[Task item]: Transcribe the part of the cabin dispatch below starting at "We’ve been at" and ending at "to the cabin.".

Dispatch from the cabin.

We’ve been at the cabin since Friday evening. Friday was supposed to be a big day at Mayo, starting the drug study treatment. I needed to have the prescription drug part of the plan in hand, shipped to my house, so I could start the pill the same day as the infusion. Thursday afternoon we found out there was miscommunication in the ménage à trois of the specialty pharmacy, my insurance, and my Mayo doctor, regarding insufficient pre-authorization. It looked like it would take days to resolve. We had to cancel all of the next day’s Mayo appointments, and push to the next week. Basically, the moment that decision was made, whatever had been gumming the works cleared out and the drug would be arriving on time – but by then my slots had been given to other patients, so we hopped in the car and headed to the cabin.

So many changes here, just in the past two weeks! There were endless pairs of trumpeter swans communing along the lakeshore the last time we were here, spending most of their time in the water feeding, big fluffy swan butts in the air. Swanbergs in the mist. They are surprisingly loud, chortling well into the night. The swans are now gone, nesting somewhere, but the loons have arrived. The peepers are peeping in the slough, and the wood ducks are awkwardly careening around, scoping nesting sites. Evolution has not given them grace.

[Data under study]:
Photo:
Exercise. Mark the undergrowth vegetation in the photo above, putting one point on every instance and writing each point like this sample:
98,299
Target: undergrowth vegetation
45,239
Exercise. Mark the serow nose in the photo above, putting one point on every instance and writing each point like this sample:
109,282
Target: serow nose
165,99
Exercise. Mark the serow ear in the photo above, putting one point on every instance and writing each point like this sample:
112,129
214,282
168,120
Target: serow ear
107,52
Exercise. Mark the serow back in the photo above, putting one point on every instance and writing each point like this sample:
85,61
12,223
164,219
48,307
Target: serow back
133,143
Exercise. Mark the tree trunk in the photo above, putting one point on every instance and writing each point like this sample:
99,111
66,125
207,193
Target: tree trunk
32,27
==
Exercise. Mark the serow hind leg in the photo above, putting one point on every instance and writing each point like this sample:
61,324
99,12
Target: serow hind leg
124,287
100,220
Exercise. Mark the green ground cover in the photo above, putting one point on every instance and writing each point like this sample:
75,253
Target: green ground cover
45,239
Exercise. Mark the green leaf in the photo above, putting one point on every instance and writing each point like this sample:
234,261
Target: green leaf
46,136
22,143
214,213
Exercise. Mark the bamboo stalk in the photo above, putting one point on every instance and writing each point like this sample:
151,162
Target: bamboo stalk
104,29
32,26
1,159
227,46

[Finished task]:
We’ve been at the cabin since Friday evening. Friday was supposed to be a big day at Mayo, starting the drug study treatment. I needed to have the prescription drug part of the plan in hand, shipped to my house, so I could start the pill the same day as the infusion. Thursday afternoon we found out there was miscommunication in the ménage à trois of the specialty pharmacy, my insurance, and my Mayo doctor, regarding insufficient pre-authorization. It looked like it would take days to resolve. We had to cancel all of the next day’s Mayo appointments, and push to the next week. Basically, the moment that decision was made, whatever had been gumming the works cleared out and the drug would be arriving on time – but by then my slots had been given to other patients, so we hopped in the car and headed to the cabin.